Your instructions: Transcribe the entries below exactly.

Stored dataset items:
--- Begin ---
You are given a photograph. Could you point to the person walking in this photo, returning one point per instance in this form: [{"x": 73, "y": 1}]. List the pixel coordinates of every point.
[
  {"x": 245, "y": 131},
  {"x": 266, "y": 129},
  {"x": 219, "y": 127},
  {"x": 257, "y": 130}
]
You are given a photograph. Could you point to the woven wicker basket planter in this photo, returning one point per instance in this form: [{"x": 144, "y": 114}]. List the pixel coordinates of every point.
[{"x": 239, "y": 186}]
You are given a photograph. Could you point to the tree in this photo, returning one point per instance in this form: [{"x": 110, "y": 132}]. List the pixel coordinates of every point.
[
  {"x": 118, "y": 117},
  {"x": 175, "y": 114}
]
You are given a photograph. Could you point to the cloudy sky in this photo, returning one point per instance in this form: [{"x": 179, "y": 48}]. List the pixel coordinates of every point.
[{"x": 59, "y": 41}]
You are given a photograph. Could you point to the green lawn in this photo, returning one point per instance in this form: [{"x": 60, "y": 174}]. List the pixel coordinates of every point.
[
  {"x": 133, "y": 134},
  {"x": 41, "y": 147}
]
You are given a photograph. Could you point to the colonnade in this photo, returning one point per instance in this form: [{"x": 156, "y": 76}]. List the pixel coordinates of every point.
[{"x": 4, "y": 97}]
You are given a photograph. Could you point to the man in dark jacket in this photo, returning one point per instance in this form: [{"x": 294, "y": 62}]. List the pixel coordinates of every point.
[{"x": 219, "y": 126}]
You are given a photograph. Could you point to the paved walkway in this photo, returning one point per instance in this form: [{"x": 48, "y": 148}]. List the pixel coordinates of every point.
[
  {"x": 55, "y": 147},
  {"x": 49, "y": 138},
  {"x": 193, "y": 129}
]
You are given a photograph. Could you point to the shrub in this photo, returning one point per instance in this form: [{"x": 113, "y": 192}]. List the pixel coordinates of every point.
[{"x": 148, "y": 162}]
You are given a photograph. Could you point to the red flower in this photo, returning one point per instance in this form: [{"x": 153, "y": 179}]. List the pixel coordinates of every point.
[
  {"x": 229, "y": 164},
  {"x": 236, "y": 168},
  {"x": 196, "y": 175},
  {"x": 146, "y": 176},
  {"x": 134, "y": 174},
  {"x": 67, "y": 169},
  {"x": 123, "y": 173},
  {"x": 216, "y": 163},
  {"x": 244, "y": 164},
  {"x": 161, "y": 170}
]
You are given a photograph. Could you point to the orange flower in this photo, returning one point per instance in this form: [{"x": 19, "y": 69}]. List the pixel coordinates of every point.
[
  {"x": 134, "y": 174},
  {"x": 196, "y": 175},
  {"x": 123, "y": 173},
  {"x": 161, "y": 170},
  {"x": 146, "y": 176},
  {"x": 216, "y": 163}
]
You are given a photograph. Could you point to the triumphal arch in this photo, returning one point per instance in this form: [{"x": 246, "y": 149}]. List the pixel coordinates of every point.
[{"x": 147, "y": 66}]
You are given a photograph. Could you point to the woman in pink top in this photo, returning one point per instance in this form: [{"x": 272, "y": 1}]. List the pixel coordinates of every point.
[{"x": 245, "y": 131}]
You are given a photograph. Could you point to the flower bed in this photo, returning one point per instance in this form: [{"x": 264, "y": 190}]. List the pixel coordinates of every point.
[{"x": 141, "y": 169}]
--- End ---
Finished task:
You are given a photograph. Could you point to the person walking in this photo, returning one point per instance in this form: [{"x": 73, "y": 1}]. List the pixel coordinates of every point.
[
  {"x": 245, "y": 131},
  {"x": 266, "y": 129},
  {"x": 219, "y": 127},
  {"x": 257, "y": 130}
]
You are given a photograph. Could you point to the woven wicker basket planter in this photo, returning one point per instance in this form: [{"x": 144, "y": 114}]. List the pixel coordinates of every point.
[{"x": 239, "y": 186}]
You are given a photograph. Could you point to the tree in this photo, returning one point per instance in this form: [{"x": 110, "y": 132}]. List the pixel coordinates of every point.
[
  {"x": 118, "y": 117},
  {"x": 175, "y": 114}
]
You are given a photograph. Could you point to the cloudy sky in this photo, returning one point per instance in this form: [{"x": 179, "y": 48}]. List the pixel coordinates of every point.
[{"x": 59, "y": 41}]
You are given a photograph. Could you point to the green lawn in this photo, returning one point per instance in this form: [{"x": 60, "y": 174}]. List the pixel coordinates of every point.
[
  {"x": 133, "y": 134},
  {"x": 41, "y": 147}
]
You are given a photograph. Could you point to the colonnade in this photo, returning one point per instance in this form: [{"x": 156, "y": 76}]. List the pixel coordinates of every point.
[{"x": 4, "y": 97}]
You are given a photograph. Could you point to the man in dark jacket in this photo, returning one point per instance in this form: [{"x": 294, "y": 62}]. List the pixel coordinates of every point.
[{"x": 219, "y": 126}]
You are given a photograph. Could you point to the paved walkway in this photo, returning one point per instance in this form: [{"x": 48, "y": 148}]. List the pixel coordinates of every point.
[
  {"x": 55, "y": 147},
  {"x": 49, "y": 138},
  {"x": 193, "y": 129}
]
You are given a photograph. Could you point to the shrub in this photo, returning one point per instance in this form: [{"x": 113, "y": 192}]. List the pixel coordinates of every point.
[{"x": 148, "y": 162}]
You are given a photograph. Could you point to the red flower in this photo, returning one point per instance in this form: [{"x": 153, "y": 179}]. List the pixel coordinates of every point.
[
  {"x": 229, "y": 164},
  {"x": 236, "y": 168},
  {"x": 196, "y": 175},
  {"x": 146, "y": 176},
  {"x": 134, "y": 174},
  {"x": 67, "y": 169},
  {"x": 123, "y": 173},
  {"x": 216, "y": 163},
  {"x": 244, "y": 164},
  {"x": 161, "y": 170}
]
You are given a photograph. Could you point to the orange flower in this photo, returning one point per instance in this form: [{"x": 19, "y": 69}]. List the pixel coordinates of every point.
[
  {"x": 134, "y": 174},
  {"x": 196, "y": 175},
  {"x": 123, "y": 173},
  {"x": 161, "y": 170},
  {"x": 146, "y": 176},
  {"x": 216, "y": 163}
]
You are given a photograph. Could you point to the triumphal arch in this photo, returning one point per instance in this form: [{"x": 246, "y": 149}]. List the pixel coordinates of every point.
[{"x": 147, "y": 66}]
You are given a photograph. Could you point to the woman in pink top in this photo, returning one point per instance in this form: [{"x": 272, "y": 1}]. List the pixel coordinates of every point.
[{"x": 245, "y": 131}]
You are given a photograph. Could you point to the flower bed in this photo, returning one point per instance in this form: [{"x": 264, "y": 190}]. List the pixel coordinates of every point.
[{"x": 141, "y": 169}]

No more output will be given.